REQUIREMENT: Copy every line of the records below word for word, but leave out the pictures.

━━━━━━

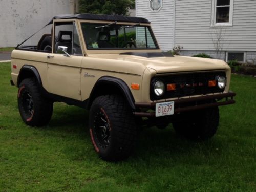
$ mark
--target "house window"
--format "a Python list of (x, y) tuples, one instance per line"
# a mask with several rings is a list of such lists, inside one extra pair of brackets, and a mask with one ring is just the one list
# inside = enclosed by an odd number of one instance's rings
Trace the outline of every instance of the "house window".
[(212, 26), (232, 26), (233, 0), (212, 0)]
[(230, 60), (237, 60), (239, 62), (245, 62), (245, 57), (244, 52), (228, 52), (227, 61)]

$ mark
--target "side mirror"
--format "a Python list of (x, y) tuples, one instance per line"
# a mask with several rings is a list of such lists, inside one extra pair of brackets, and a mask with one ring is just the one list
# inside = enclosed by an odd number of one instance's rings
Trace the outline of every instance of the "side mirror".
[(70, 55), (68, 53), (68, 47), (66, 46), (58, 46), (57, 53), (65, 54), (66, 57), (70, 57)]

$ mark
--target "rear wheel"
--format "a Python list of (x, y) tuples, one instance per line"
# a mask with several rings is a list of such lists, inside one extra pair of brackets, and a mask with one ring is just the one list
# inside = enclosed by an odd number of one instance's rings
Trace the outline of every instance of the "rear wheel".
[(20, 83), (18, 105), (22, 118), (28, 125), (45, 125), (51, 119), (53, 102), (41, 95), (34, 78), (25, 79)]
[(181, 114), (182, 121), (173, 123), (177, 133), (195, 140), (203, 140), (212, 137), (219, 125), (218, 107)]
[(110, 161), (127, 158), (136, 136), (134, 117), (123, 98), (105, 95), (93, 101), (90, 112), (91, 138), (95, 151)]

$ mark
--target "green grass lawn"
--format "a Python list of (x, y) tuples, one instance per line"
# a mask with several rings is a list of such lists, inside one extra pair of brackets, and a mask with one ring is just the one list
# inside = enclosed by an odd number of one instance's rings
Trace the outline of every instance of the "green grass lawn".
[(220, 108), (212, 139), (146, 129), (115, 163), (94, 152), (82, 109), (56, 103), (48, 126), (26, 126), (10, 78), (10, 63), (0, 63), (0, 191), (256, 191), (256, 78), (232, 75), (237, 103)]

━━━━━━

EXPECTED ANSWER:
$ mark
--target "house window"
--format "a Python list of (x, y) tuples, one instance per line"
# a mask with several rings is a list of such lists, inside one extra pair of brackets, and a mask with one ring is just the one list
# inside = enclosed by an odd number of one instance's rings
Trace the outline of every instance of the "house window".
[(212, 26), (232, 26), (233, 0), (212, 0)]
[(230, 60), (237, 60), (239, 62), (245, 62), (245, 57), (244, 52), (228, 52), (227, 61)]

$ mark
--target "side mirror"
--format "a Python list of (x, y) tuples, one instance per line"
# a mask with several rings is a list of such lists, inside one extra pair of brackets, and a mask with one ring is just the one list
# inside = enclosed by an odd number of one instance's rings
Trace the outline of every instance of the "side mirror".
[(70, 55), (68, 53), (68, 47), (66, 46), (58, 46), (57, 53), (65, 54), (66, 57), (70, 57)]

$ mark
--target "rear wheel"
--format "a Python list of (x, y) tuples, one instance per line"
# a mask with several rings is a list of such lists, inside one extra pair of brackets, and a mask with one ring is just the one list
# inside = enclosed by an odd number of one instance's rings
Trace the outline of every instance of the "rear wheel".
[(20, 83), (18, 105), (22, 118), (28, 125), (45, 125), (51, 119), (53, 102), (41, 95), (34, 78), (25, 79)]
[(181, 114), (182, 121), (173, 123), (177, 133), (195, 140), (203, 140), (212, 137), (219, 125), (218, 107)]
[(110, 161), (127, 158), (136, 136), (134, 117), (123, 98), (105, 95), (93, 101), (90, 112), (91, 138), (95, 151)]

$ mark
--target "green grass lawn"
--format "a Python list of (x, y) tuples, one instance per line"
# a mask with several rings is a list of such lists, inside one extra pair of brackets, and a mask with one ring is just the one list
# inside = enclosed by an odd number of one instance's rings
Trace the outline of every instance of the "green grass lawn".
[(220, 108), (212, 139), (146, 129), (115, 163), (94, 152), (82, 109), (56, 103), (48, 126), (26, 126), (10, 78), (10, 63), (0, 63), (0, 191), (256, 191), (256, 78), (232, 75), (237, 103)]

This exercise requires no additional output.